**TASK REQUIREMENTS**:
Pull out each line in the rows below that contains the string "what", copying the line unchanged. Matches must have the same letter case.

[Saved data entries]
== == ==
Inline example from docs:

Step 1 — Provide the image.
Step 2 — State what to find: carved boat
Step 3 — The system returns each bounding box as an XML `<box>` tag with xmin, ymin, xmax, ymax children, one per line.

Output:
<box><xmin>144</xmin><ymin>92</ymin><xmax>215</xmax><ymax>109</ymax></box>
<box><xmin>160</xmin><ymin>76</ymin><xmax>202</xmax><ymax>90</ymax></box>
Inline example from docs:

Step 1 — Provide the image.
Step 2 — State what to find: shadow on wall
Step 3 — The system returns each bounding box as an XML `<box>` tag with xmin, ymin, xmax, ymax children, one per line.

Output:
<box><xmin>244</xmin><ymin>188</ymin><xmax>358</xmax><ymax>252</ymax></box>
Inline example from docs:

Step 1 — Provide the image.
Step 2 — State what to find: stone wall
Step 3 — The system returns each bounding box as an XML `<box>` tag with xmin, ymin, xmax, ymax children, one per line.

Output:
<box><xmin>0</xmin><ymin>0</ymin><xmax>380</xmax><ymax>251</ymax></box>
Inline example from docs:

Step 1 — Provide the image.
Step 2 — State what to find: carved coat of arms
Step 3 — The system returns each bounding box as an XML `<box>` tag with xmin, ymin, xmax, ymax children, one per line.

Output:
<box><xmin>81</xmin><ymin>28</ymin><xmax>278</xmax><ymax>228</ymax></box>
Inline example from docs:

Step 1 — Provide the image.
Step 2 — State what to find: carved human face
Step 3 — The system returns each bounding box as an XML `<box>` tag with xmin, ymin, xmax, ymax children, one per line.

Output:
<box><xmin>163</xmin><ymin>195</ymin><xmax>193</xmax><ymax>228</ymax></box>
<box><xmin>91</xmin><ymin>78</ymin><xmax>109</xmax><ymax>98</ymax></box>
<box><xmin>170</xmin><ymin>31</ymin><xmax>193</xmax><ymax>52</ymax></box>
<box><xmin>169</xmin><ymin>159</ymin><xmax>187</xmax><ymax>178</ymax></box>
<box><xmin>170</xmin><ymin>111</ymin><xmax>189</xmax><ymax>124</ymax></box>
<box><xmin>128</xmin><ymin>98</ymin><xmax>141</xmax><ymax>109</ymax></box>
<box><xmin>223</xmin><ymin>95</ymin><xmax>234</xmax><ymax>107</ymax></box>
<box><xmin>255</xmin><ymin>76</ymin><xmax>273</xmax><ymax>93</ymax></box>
== == ==
**RESPONSE TO THIS TASK**:
Step 2 — State what to find: carved boat
Step 2 — State what to find: shadow on wall
Step 2 — State what to find: stone wall
Step 2 — State what to find: carved coat of arms
Step 2 — State what to find: carved human face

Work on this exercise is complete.